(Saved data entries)
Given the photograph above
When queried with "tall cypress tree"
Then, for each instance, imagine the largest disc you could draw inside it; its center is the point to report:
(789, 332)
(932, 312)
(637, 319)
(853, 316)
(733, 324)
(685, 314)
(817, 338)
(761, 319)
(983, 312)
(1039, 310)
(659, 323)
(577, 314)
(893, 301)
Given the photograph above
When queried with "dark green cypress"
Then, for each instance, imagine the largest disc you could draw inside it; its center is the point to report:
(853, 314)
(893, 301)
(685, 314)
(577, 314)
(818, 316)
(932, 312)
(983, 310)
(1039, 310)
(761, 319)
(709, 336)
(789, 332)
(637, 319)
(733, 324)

→ What you will do
Copy out every line of the records above, keeping each one unchanged.

→ Answer in full
Given the photograph above
When queried with "tall cypress tree"
Then, for each instance, imagine the largest disc you could draw inside it; its center is the point to report:
(789, 332)
(932, 312)
(637, 319)
(853, 316)
(733, 324)
(685, 314)
(817, 338)
(761, 319)
(983, 312)
(1039, 310)
(659, 323)
(577, 314)
(893, 301)
Given the photograph above
When queried with "dark green cypress"
Then, for each instance, imagine the largest disc you could draw inside it; its center is the point to report:
(853, 314)
(893, 301)
(685, 314)
(577, 314)
(818, 316)
(932, 312)
(983, 310)
(1039, 310)
(761, 319)
(709, 336)
(789, 332)
(637, 319)
(733, 324)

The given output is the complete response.